§ **PROVIDED TEXT**
____
It would have been nice to know the risks of making each of these mistakes, since honestly I only found a few places where a mistake can have real negative consequences.
As with all things, context is king. I'm not going to be confused when my colleague asks me on slack if it's OK to email me a 15mb (millibar) document - I know what they meant. Nor am I going to worry if it's actually MiB vs MB, in this context it does not matter.
Also, although it probably be nice that we all standardised on the correct prefixes, literally nobody speaks in terms of gigameters or teragrams or whatever. We carry with us an internalisation of real world measurements, and use that to compute relativity when we read/hear these numbers. It's roughly 1000km from my home town to the coast, so if if the moon is roughly 400,000 km away, then that's 400x the distance, pretty far. My car weighs roughly 1 ton, so Hafthor's 501kg deadlift record is half my car - pretty impressive!
> nice to know the risks of making each of these mistakes ... only found a few places where a mistake can have real negative consequences ... context is king
That's an excellent question. As an analogy, I would say that it's similar (but not identical) to making mistakes in natural-language spelling and grammar.
For many cases, you are correct that the meaning can be repaired with context. dis iz da kase 2 wif nglish, as u kan sea w/ this sntnce.
Likewise, there will be some cases where a single letter or word can make all the difference. "He hit her" conveys a different meaning than "He hit on her"; an ESL student might only learn the verb and not the important subsequent preposition. And then there are pronunciations: https://www.youtube.com/watch?v=3Q44_A4NzjI .
Finally, by excusing the writer of all their mistakes, it puts the onus on the reader to grasp the right meaning. And if causes the reader to be confused or misunderstand, the reader has to go back and ask questions. That's a selfish shifting of effort.
You might not appreciate this, but there are fields where mb meaning millibit actually matters. Look at information theory such as data compression and error correction codes. We might say that JPEG encodes each RGB pixel with 3.0 bits, and WebP uses 2.8 bits/pixel, so WebP is 200 millibits per pixel more efficient than JPEG. There are many codec competitions where improvements are in the range of millibits per symbol (though they're written rather normally as 0.123 bits to not scare people).
By "autocorrecting" "mb" to "megabyte(s)", we lose out on the ability to express "millibit(s)".
> literally nobody speaks in terms of gigameters or teragrams or whatever
So why do we use megabytes, gigahertz, megapascals (for some industrial chemical processes), megawatts (power plants)? It's just a matter of habit. We collectively decided that kilometre is the biggest unit we'll tolerate, even though there is nothing technically wrong with megametre, gigametre, etc. We have the same problem with avoiding megagrams, kilolitres, kiloseconds, etc.
> It's roughly 1000km from my home town to the coast, so if if the moon is roughly 400,000 km away, then that's 400x the distance, pretty far.
____
Answer these questions using the forum thread on unit prefixes.
1. How far away does the thread say the moon roughly is?
2. How many bits per pixel does the thread say WebP uses?
3. What is Hafthor's deadlift record according to the thread?

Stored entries
____
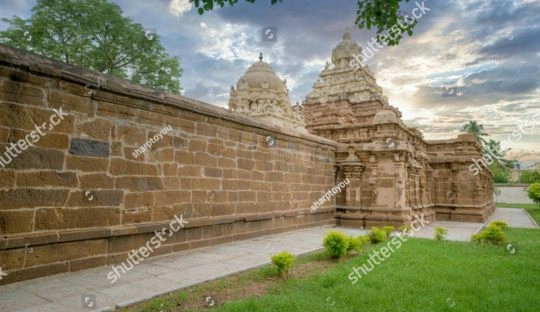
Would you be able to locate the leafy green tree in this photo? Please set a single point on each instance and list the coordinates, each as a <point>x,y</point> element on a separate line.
<point>501,173</point>
<point>386,16</point>
<point>95,35</point>
<point>477,130</point>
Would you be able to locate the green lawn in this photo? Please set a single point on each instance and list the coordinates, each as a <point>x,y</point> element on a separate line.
<point>422,275</point>
<point>533,209</point>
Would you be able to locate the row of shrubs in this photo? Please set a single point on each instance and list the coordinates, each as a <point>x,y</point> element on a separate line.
<point>493,233</point>
<point>338,244</point>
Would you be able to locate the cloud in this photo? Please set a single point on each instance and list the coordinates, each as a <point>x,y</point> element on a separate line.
<point>179,7</point>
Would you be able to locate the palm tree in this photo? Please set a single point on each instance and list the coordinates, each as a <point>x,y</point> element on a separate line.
<point>477,130</point>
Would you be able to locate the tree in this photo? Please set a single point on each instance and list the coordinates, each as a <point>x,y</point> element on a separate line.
<point>95,35</point>
<point>385,15</point>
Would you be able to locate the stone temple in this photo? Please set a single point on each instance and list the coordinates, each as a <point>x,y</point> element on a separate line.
<point>394,172</point>
<point>87,189</point>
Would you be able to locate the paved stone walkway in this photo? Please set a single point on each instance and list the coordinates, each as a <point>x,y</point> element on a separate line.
<point>72,291</point>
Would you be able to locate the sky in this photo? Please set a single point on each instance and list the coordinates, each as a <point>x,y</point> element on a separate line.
<point>487,52</point>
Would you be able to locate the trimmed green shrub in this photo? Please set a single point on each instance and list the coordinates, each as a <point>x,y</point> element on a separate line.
<point>503,225</point>
<point>336,244</point>
<point>363,239</point>
<point>491,234</point>
<point>440,233</point>
<point>283,261</point>
<point>388,229</point>
<point>354,245</point>
<point>377,235</point>
<point>529,176</point>
<point>534,192</point>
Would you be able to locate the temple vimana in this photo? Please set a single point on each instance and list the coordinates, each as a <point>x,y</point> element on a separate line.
<point>78,196</point>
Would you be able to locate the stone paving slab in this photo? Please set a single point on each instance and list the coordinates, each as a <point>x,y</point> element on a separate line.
<point>159,275</point>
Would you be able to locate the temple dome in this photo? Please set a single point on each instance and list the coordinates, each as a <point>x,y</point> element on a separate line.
<point>260,93</point>
<point>344,51</point>
<point>385,116</point>
<point>261,75</point>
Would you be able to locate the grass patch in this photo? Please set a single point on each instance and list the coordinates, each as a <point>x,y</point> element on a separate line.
<point>423,275</point>
<point>532,209</point>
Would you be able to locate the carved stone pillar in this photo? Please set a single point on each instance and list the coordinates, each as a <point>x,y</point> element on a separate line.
<point>352,170</point>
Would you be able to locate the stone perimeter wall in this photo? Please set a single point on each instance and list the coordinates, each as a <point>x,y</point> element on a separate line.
<point>78,198</point>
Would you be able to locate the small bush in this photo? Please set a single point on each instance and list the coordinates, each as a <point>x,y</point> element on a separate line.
<point>353,245</point>
<point>491,234</point>
<point>404,228</point>
<point>534,192</point>
<point>363,239</point>
<point>529,176</point>
<point>336,244</point>
<point>377,235</point>
<point>440,233</point>
<point>283,261</point>
<point>388,229</point>
<point>503,225</point>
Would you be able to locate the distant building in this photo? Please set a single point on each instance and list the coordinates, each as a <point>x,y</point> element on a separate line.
<point>395,174</point>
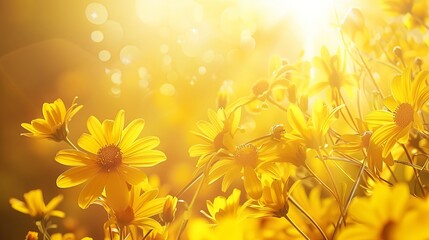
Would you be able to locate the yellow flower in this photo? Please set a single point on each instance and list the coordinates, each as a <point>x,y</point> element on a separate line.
<point>54,124</point>
<point>247,161</point>
<point>324,210</point>
<point>136,211</point>
<point>390,213</point>
<point>274,200</point>
<point>34,205</point>
<point>216,134</point>
<point>169,210</point>
<point>111,158</point>
<point>359,143</point>
<point>402,114</point>
<point>223,208</point>
<point>32,235</point>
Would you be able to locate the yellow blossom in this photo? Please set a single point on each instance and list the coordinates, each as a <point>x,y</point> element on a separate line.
<point>111,158</point>
<point>34,205</point>
<point>54,124</point>
<point>135,211</point>
<point>402,115</point>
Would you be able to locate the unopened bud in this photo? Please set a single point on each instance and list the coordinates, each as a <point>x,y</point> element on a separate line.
<point>397,51</point>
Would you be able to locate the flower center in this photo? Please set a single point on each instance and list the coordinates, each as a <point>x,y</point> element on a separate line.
<point>247,155</point>
<point>404,115</point>
<point>125,217</point>
<point>109,157</point>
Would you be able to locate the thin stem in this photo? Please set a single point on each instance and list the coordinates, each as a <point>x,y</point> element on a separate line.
<point>296,227</point>
<point>369,73</point>
<point>350,197</point>
<point>188,211</point>
<point>67,140</point>
<point>348,110</point>
<point>276,104</point>
<point>313,222</point>
<point>419,181</point>
<point>331,178</point>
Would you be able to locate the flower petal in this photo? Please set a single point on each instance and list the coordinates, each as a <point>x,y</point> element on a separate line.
<point>76,176</point>
<point>132,175</point>
<point>71,157</point>
<point>92,190</point>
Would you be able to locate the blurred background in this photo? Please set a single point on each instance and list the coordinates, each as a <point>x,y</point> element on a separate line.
<point>164,61</point>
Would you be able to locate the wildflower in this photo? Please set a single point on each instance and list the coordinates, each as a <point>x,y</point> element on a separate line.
<point>34,205</point>
<point>247,161</point>
<point>135,211</point>
<point>311,133</point>
<point>331,71</point>
<point>274,199</point>
<point>111,158</point>
<point>323,210</point>
<point>54,124</point>
<point>414,12</point>
<point>390,213</point>
<point>217,134</point>
<point>359,143</point>
<point>402,114</point>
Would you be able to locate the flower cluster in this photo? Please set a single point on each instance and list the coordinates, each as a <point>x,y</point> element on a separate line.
<point>348,159</point>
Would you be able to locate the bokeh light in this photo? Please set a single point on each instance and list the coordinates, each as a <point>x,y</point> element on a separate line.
<point>286,93</point>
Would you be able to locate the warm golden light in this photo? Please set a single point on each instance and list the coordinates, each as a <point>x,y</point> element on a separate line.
<point>214,119</point>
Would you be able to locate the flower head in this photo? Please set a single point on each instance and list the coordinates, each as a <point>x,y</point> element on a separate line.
<point>54,124</point>
<point>34,205</point>
<point>248,161</point>
<point>111,158</point>
<point>402,114</point>
<point>136,211</point>
<point>217,134</point>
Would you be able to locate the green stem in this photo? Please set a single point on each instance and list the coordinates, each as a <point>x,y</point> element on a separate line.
<point>419,181</point>
<point>67,140</point>
<point>296,227</point>
<point>188,211</point>
<point>302,210</point>
<point>350,197</point>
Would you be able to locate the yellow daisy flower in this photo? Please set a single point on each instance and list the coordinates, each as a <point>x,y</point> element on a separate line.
<point>169,210</point>
<point>34,205</point>
<point>136,212</point>
<point>322,208</point>
<point>274,199</point>
<point>390,213</point>
<point>247,161</point>
<point>311,133</point>
<point>111,158</point>
<point>402,114</point>
<point>54,124</point>
<point>217,134</point>
<point>358,144</point>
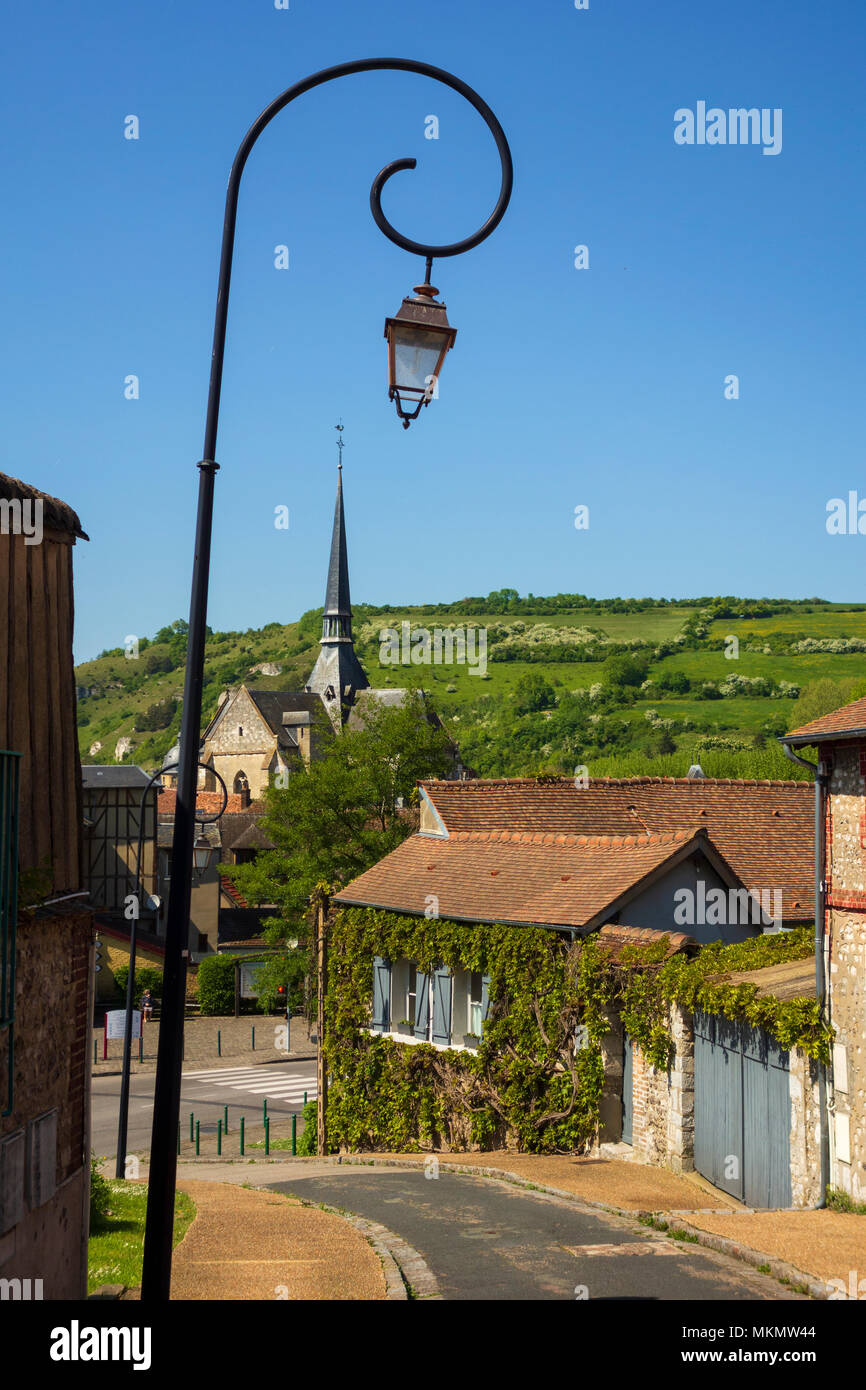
____
§ **SOLVED EXERCISE**
1. Roughly 400,000 km.
2. 2.8 bits per pixel.
3. 501 kg.